WHAT IS REQUIRED: Which lines in the records below contain the string "slope"? Return each of those lines, copied in full.

TASK DATA:

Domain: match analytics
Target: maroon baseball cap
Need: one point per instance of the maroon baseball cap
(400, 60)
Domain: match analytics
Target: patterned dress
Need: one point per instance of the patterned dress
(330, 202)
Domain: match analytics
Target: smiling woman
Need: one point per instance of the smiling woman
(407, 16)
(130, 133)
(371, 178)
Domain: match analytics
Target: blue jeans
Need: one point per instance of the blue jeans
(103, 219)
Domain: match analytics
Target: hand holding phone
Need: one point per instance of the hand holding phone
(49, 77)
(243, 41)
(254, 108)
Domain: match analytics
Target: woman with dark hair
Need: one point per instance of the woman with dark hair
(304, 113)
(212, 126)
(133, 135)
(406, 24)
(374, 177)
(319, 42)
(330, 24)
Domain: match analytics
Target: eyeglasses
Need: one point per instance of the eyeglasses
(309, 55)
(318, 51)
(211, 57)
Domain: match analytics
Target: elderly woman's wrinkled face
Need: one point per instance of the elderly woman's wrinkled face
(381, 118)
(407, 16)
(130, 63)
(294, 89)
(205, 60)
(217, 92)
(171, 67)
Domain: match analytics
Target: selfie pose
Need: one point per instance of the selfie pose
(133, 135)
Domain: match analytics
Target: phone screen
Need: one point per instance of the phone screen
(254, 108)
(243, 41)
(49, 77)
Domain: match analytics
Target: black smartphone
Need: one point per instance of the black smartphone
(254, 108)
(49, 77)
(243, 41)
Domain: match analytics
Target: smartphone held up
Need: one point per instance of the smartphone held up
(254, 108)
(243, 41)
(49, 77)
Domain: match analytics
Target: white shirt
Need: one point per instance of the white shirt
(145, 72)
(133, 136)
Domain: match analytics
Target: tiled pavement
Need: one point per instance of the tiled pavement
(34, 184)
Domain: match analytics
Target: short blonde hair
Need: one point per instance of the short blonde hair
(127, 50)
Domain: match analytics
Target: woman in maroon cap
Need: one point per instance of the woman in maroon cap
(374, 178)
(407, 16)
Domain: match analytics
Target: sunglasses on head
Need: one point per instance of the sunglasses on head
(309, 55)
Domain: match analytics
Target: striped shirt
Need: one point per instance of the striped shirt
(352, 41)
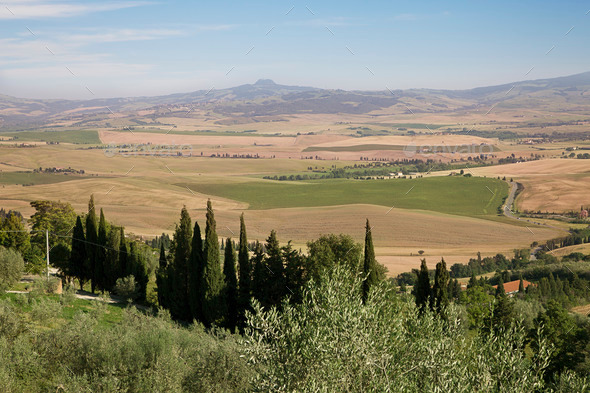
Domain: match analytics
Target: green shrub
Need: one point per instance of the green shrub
(127, 288)
(331, 342)
(45, 310)
(11, 268)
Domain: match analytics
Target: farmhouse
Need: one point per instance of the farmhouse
(511, 287)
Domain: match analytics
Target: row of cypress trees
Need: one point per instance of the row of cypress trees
(193, 285)
(101, 254)
(437, 296)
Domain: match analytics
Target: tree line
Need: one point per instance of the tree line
(101, 255)
(196, 282)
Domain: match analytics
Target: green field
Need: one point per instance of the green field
(452, 195)
(32, 178)
(354, 148)
(419, 126)
(75, 136)
(430, 149)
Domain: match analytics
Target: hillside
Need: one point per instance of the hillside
(267, 101)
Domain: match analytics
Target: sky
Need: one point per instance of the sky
(91, 49)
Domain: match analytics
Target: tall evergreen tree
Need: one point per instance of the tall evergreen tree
(139, 271)
(179, 306)
(472, 281)
(245, 274)
(422, 290)
(501, 317)
(91, 242)
(258, 272)
(212, 280)
(440, 296)
(370, 264)
(99, 264)
(274, 286)
(520, 285)
(111, 266)
(124, 270)
(231, 286)
(78, 266)
(196, 266)
(162, 260)
(162, 279)
(500, 291)
(294, 273)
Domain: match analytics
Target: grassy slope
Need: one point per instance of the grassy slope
(31, 178)
(76, 136)
(452, 195)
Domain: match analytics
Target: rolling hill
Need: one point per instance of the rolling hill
(266, 98)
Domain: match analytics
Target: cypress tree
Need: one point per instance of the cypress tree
(162, 278)
(245, 274)
(99, 265)
(111, 266)
(440, 296)
(211, 280)
(500, 289)
(196, 265)
(162, 260)
(91, 242)
(503, 310)
(472, 281)
(274, 286)
(370, 265)
(258, 276)
(139, 271)
(180, 307)
(294, 273)
(123, 258)
(231, 286)
(422, 288)
(78, 261)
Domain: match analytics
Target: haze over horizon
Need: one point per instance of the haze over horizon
(85, 50)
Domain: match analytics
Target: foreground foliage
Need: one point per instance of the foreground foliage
(331, 342)
(328, 342)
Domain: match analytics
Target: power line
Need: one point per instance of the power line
(68, 237)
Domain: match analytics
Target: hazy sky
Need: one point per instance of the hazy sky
(88, 49)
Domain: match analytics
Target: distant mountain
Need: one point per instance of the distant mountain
(266, 98)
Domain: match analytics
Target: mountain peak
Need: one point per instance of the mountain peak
(266, 82)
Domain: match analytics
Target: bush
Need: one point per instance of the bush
(332, 342)
(68, 295)
(47, 285)
(127, 288)
(11, 268)
(141, 354)
(45, 310)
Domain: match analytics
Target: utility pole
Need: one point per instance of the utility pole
(47, 246)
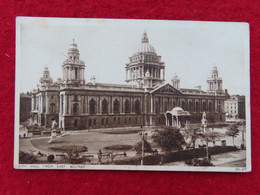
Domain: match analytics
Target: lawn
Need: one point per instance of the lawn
(94, 141)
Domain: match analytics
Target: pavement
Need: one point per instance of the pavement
(229, 159)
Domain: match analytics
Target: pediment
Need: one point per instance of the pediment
(166, 89)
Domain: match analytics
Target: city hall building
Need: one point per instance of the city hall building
(145, 99)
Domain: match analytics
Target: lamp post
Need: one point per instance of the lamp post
(204, 125)
(143, 135)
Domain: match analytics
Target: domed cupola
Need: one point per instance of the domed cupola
(73, 67)
(145, 46)
(145, 59)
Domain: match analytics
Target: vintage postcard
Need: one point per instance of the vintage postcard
(132, 95)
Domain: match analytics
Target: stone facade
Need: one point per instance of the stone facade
(75, 104)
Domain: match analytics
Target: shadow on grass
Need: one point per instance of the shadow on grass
(121, 131)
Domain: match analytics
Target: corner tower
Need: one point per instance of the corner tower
(145, 59)
(73, 68)
(214, 81)
(176, 82)
(46, 78)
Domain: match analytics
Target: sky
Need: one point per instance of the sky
(189, 49)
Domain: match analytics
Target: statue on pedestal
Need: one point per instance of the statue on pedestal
(53, 131)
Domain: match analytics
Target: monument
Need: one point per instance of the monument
(53, 131)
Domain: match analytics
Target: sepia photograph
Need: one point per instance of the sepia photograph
(121, 94)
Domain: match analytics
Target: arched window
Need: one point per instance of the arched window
(53, 108)
(75, 108)
(127, 106)
(197, 106)
(116, 106)
(183, 105)
(92, 106)
(190, 106)
(104, 107)
(210, 106)
(75, 123)
(137, 106)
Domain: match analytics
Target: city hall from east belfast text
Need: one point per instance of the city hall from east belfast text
(145, 99)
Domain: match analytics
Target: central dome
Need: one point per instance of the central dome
(145, 46)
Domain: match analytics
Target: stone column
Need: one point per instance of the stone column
(32, 103)
(66, 104)
(61, 108)
(151, 104)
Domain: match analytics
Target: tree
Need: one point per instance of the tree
(212, 136)
(232, 131)
(169, 139)
(147, 147)
(193, 134)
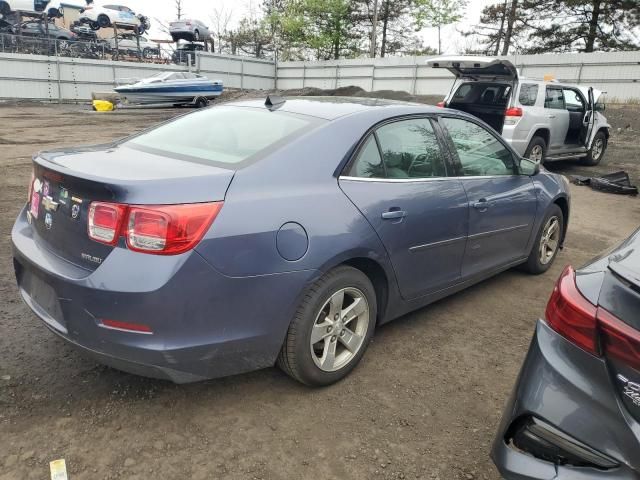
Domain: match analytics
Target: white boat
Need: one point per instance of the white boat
(172, 87)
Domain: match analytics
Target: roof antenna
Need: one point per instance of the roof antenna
(274, 101)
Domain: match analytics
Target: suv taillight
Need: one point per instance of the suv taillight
(156, 229)
(591, 328)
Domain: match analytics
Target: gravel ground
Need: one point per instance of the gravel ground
(424, 403)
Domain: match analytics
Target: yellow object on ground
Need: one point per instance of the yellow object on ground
(103, 106)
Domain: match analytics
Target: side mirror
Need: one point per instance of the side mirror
(529, 167)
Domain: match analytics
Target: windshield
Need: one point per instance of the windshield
(222, 135)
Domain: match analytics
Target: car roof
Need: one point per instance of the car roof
(330, 108)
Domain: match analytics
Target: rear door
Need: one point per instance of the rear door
(557, 116)
(502, 203)
(400, 182)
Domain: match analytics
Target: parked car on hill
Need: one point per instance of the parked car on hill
(575, 410)
(191, 30)
(542, 120)
(195, 249)
(101, 15)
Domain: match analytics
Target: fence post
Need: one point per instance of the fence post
(242, 73)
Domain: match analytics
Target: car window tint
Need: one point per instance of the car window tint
(528, 94)
(222, 135)
(479, 151)
(554, 99)
(573, 100)
(410, 149)
(368, 164)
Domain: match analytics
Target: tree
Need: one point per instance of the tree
(438, 13)
(582, 25)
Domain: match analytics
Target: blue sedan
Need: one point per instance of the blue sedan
(286, 231)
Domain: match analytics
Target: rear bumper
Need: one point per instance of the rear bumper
(572, 391)
(204, 324)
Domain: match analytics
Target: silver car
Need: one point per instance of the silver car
(542, 120)
(191, 30)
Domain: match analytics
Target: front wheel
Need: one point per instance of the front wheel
(331, 329)
(596, 153)
(547, 243)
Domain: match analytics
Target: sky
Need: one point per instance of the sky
(163, 11)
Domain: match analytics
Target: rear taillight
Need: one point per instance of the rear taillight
(513, 112)
(105, 222)
(592, 328)
(619, 341)
(156, 229)
(572, 315)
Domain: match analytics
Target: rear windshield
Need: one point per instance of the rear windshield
(482, 93)
(224, 136)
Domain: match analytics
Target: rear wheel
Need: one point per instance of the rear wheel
(547, 243)
(331, 329)
(536, 150)
(596, 153)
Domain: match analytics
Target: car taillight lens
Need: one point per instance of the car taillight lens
(592, 328)
(572, 315)
(156, 229)
(105, 221)
(619, 341)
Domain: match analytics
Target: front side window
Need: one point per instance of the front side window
(222, 136)
(554, 99)
(407, 149)
(480, 152)
(528, 94)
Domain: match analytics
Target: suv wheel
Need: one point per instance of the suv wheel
(536, 150)
(596, 153)
(331, 329)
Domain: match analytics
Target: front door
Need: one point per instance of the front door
(502, 203)
(399, 181)
(557, 117)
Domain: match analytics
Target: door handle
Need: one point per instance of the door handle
(482, 205)
(394, 214)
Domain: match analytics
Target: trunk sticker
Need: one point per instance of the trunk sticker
(35, 204)
(63, 196)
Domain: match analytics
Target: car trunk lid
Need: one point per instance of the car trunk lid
(67, 181)
(477, 68)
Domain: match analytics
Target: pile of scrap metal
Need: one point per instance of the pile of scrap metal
(617, 182)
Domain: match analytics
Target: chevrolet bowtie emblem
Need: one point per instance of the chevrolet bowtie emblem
(49, 205)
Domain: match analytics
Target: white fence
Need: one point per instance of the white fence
(618, 73)
(56, 78)
(62, 79)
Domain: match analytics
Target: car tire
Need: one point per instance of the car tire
(104, 21)
(597, 150)
(536, 150)
(547, 243)
(336, 293)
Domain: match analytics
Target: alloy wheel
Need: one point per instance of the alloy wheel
(550, 240)
(340, 329)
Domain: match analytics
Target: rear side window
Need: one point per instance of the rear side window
(222, 135)
(408, 149)
(528, 94)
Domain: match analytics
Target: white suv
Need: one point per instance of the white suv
(542, 120)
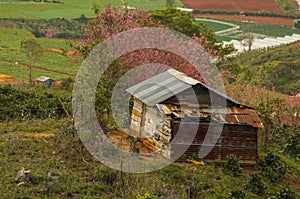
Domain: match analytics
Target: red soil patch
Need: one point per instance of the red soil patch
(261, 20)
(234, 5)
(7, 79)
(71, 53)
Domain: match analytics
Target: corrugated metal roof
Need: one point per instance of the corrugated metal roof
(240, 116)
(165, 85)
(159, 88)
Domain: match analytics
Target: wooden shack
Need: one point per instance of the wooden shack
(158, 115)
(43, 80)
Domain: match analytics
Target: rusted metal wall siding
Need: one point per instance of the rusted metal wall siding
(136, 116)
(235, 139)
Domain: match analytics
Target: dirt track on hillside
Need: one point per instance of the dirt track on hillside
(261, 20)
(234, 5)
(38, 68)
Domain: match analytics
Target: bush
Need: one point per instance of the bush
(232, 167)
(286, 193)
(255, 184)
(292, 147)
(272, 167)
(237, 194)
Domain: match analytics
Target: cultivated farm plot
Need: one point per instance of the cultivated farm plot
(69, 8)
(53, 64)
(235, 5)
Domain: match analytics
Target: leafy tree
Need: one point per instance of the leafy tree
(32, 49)
(255, 184)
(170, 3)
(112, 21)
(272, 167)
(232, 166)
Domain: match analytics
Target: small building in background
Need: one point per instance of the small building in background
(43, 80)
(297, 24)
(164, 107)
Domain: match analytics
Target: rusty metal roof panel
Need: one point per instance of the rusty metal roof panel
(239, 116)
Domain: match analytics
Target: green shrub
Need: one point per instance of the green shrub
(146, 196)
(237, 194)
(255, 184)
(272, 167)
(232, 167)
(286, 193)
(292, 147)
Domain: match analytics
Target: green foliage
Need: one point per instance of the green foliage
(70, 9)
(66, 83)
(170, 3)
(232, 166)
(64, 28)
(286, 193)
(237, 194)
(292, 147)
(285, 5)
(17, 104)
(146, 196)
(255, 184)
(272, 167)
(183, 22)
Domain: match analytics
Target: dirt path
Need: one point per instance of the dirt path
(38, 68)
(261, 20)
(234, 5)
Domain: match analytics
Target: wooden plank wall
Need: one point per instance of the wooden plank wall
(235, 139)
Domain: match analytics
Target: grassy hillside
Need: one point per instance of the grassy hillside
(68, 8)
(275, 69)
(13, 61)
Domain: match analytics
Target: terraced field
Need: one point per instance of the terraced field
(235, 5)
(68, 8)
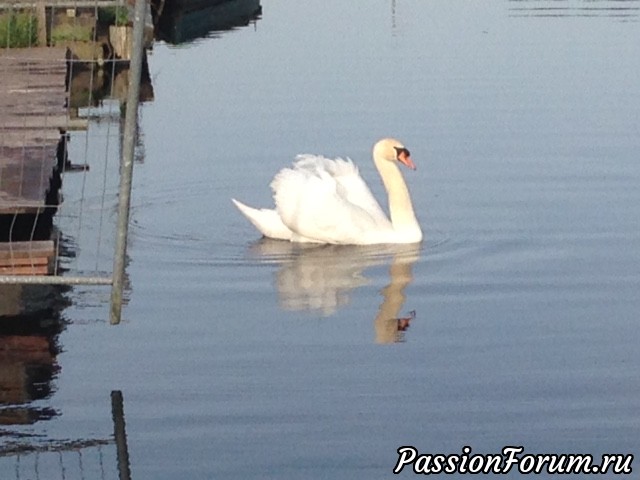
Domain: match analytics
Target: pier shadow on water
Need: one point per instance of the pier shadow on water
(187, 20)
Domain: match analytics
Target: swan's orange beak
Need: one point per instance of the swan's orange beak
(404, 157)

SOLUTION TO THIS PROBLEM:
Target: grassy slope
Need: one point per instance of the grassy slope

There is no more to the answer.